Input:

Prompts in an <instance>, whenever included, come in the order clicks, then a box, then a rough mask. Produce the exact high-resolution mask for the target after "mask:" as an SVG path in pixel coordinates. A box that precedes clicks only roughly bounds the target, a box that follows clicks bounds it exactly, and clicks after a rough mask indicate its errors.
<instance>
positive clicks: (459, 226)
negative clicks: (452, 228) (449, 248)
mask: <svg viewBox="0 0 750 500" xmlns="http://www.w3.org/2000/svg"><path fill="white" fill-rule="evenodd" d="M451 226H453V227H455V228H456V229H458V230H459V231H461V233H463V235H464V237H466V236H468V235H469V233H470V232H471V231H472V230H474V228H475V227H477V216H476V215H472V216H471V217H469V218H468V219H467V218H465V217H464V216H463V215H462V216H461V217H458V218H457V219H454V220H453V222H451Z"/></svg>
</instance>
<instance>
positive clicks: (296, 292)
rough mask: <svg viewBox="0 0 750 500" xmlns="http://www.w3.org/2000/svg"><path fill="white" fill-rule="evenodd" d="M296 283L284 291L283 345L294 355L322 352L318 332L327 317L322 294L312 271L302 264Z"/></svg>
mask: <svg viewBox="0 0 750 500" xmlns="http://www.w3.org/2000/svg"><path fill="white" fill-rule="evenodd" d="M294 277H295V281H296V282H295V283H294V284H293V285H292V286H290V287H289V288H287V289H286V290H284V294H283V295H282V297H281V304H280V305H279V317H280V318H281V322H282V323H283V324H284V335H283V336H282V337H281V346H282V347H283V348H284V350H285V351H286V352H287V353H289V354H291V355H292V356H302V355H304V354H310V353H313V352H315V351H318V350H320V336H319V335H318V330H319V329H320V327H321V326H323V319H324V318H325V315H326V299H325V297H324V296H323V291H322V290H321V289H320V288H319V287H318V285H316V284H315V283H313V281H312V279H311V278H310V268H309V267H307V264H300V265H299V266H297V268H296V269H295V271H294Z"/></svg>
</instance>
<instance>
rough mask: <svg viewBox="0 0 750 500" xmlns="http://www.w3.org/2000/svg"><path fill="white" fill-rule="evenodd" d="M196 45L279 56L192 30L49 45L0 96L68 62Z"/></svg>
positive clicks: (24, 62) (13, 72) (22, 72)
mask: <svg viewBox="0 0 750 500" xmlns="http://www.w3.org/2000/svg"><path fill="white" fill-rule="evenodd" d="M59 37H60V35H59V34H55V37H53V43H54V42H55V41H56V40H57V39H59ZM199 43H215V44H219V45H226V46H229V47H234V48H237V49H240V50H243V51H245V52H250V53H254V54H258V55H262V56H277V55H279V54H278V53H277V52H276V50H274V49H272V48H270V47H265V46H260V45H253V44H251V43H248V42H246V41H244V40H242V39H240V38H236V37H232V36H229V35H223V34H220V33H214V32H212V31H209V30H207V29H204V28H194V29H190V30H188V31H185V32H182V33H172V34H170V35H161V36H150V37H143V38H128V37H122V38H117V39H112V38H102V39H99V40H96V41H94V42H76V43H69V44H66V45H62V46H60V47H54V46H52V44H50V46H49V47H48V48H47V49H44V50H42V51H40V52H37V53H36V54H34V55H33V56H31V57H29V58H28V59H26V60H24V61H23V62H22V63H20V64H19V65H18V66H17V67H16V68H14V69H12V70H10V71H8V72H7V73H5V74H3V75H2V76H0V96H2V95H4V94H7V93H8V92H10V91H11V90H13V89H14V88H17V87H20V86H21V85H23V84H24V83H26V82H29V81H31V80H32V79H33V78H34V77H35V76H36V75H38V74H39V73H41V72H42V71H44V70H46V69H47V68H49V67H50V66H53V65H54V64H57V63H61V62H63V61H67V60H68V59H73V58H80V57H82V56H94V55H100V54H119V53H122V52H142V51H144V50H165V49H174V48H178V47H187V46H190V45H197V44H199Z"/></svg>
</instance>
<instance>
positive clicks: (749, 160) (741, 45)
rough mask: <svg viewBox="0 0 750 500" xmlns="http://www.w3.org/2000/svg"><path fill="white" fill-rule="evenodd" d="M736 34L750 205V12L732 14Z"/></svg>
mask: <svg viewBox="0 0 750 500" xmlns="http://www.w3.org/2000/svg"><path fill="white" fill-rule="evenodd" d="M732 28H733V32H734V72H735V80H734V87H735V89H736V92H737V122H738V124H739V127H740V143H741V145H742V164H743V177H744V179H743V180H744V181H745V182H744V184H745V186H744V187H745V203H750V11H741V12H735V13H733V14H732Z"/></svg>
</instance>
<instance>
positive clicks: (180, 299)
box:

Activity: Reproduce the stretch from the start of the data through the line containing "negative clicks: (452, 228) (449, 248)", putting "foreground" in place of "positive" and changing nothing else.

Written solution:
Prompts in an <instance>, whenever included, come in the order clicks, then a box, then a rough mask. Produce the exact high-resolution mask for the target after "mask:" as an SVG path in pixel coordinates. A box that precedes clicks only roughly bounds the target, a box that follows clicks bounds it exactly, and clicks after a rough mask indicate its errors.
<instance>
foreground clicks: (459, 226)
negative clicks: (452, 228) (449, 248)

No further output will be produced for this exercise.